> **Given exercise**: Restate the entries below verbatim.

##### Entries supplied #####

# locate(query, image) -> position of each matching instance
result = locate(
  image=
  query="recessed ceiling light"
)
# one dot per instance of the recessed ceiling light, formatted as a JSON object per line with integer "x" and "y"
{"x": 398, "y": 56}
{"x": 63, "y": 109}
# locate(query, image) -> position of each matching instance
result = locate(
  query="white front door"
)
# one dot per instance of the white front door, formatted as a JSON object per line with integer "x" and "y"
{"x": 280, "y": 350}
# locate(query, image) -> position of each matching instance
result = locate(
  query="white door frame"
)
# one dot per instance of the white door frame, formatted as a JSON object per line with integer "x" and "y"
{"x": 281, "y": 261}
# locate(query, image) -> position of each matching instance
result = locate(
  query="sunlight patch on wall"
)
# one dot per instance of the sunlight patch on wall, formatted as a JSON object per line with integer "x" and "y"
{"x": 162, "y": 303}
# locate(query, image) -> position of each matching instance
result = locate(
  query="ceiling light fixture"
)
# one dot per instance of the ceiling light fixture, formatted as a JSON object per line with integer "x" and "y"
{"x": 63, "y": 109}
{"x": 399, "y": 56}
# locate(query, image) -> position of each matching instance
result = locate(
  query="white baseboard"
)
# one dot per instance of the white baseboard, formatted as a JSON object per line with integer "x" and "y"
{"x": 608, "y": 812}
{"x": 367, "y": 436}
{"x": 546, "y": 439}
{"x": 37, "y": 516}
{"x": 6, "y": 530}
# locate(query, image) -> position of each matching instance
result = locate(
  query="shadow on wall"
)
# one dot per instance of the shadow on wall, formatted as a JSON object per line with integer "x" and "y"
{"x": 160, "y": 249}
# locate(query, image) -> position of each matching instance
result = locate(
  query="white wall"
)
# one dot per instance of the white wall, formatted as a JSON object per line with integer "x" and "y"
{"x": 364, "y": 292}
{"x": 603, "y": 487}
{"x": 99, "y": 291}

#####

> **Solution for this problem**:
# locate(query, image) -> position of each matching instance
result = locate(
  image=
  query="recessed ceiling light"
)
# one dot per instance of the recessed ceiling light, formatted as a JSON object per line with integer "x" and "y"
{"x": 398, "y": 56}
{"x": 63, "y": 109}
# locate(query, image) -> position of each matching instance
result = locate(
  query="white front door"
)
# one dot per instance of the white front door, formatted as a JSON object per line with integer "x" and "y"
{"x": 280, "y": 350}
# locate(query, image) -> position of each matching instance
result = locate(
  query="white door frame"
)
# one dot per instance of the white door frame, formatted as a JSON object per line with integer "x" and "y"
{"x": 281, "y": 261}
# locate(query, image) -> position of each matching instance
result = locate(
  query="sunlight patch on wall"
)
# one dot per instance of the sunlight patch on wall, formatted as a JSON object per line with integer "x" and "y"
{"x": 162, "y": 303}
# locate(query, image) -> position of each matching instance
result = locate(
  query="ceiling light fixture"
)
# one dot per instance of the ceiling light fixture, formatted as a JSON object per line with integer "x" and "y"
{"x": 63, "y": 109}
{"x": 399, "y": 56}
# locate(query, image) -> position of each matching instance
result = locate(
  query="white baseboard"
)
# one dot per instance of the white baseboard, formatted as a JSON object per line with integer "x" and "y"
{"x": 608, "y": 812}
{"x": 367, "y": 436}
{"x": 546, "y": 439}
{"x": 37, "y": 516}
{"x": 6, "y": 530}
# locate(query, image) -> position of each matching instance
result = locate(
  query="shadow on wall"
)
# one dot per instance of the shadow on wall, formatted as a JSON object per line with integer "x" and "y"
{"x": 160, "y": 249}
# locate(query, image) -> position of each matching instance
result = locate(
  query="white wall"
)
# one dot per instance of the white wall, formatted as a JSON object per line with integer "x" and "y"
{"x": 364, "y": 292}
{"x": 603, "y": 487}
{"x": 99, "y": 291}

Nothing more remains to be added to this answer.